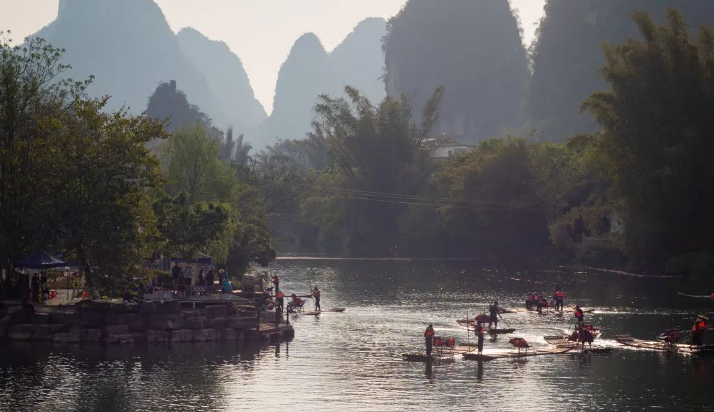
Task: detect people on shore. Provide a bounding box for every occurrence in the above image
[488,301,499,329]
[312,286,322,310]
[578,327,595,348]
[221,278,233,293]
[424,325,434,358]
[474,321,484,355]
[692,315,709,346]
[22,289,35,315]
[275,290,285,313]
[171,262,183,285]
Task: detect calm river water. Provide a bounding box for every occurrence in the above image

The problem: In your copy, leave out the pictures and reproduce the material above exactly.

Solution:
Task: detect people on shore. Provide a bounding box for every occurrence in the above image
[488,301,499,329]
[312,286,322,310]
[578,327,595,348]
[221,278,233,293]
[424,325,434,358]
[474,321,484,355]
[692,315,709,346]
[22,289,35,315]
[275,290,285,313]
[171,262,183,285]
Task: detect calm river water. Provide a bounding box for every occurrence in the above image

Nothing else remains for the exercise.